┏━━

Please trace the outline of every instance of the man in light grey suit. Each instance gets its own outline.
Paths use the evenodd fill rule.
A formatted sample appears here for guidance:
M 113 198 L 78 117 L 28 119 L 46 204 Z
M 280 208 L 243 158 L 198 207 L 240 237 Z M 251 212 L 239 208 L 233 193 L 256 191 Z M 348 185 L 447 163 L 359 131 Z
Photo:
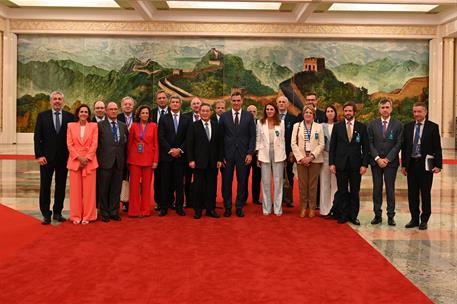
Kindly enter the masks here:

┗━━

## Work instruction
Leaving each image aside, repeat the listing above exactly.

## Your response
Please trace the outline of every instance of the man in light grey suit. Each instance gets its own outline.
Paths use the evenodd fill rule.
A formatted sample appears here for guidance:
M 113 198 L 78 117 L 28 119 L 46 204 Z
M 280 208 L 243 158 L 198 207 L 240 237 Z M 251 212 L 239 208 L 233 193 L 256 191 Z M 348 185 L 447 163 L 359 131 Z
Photo:
Kindly enter the masks here:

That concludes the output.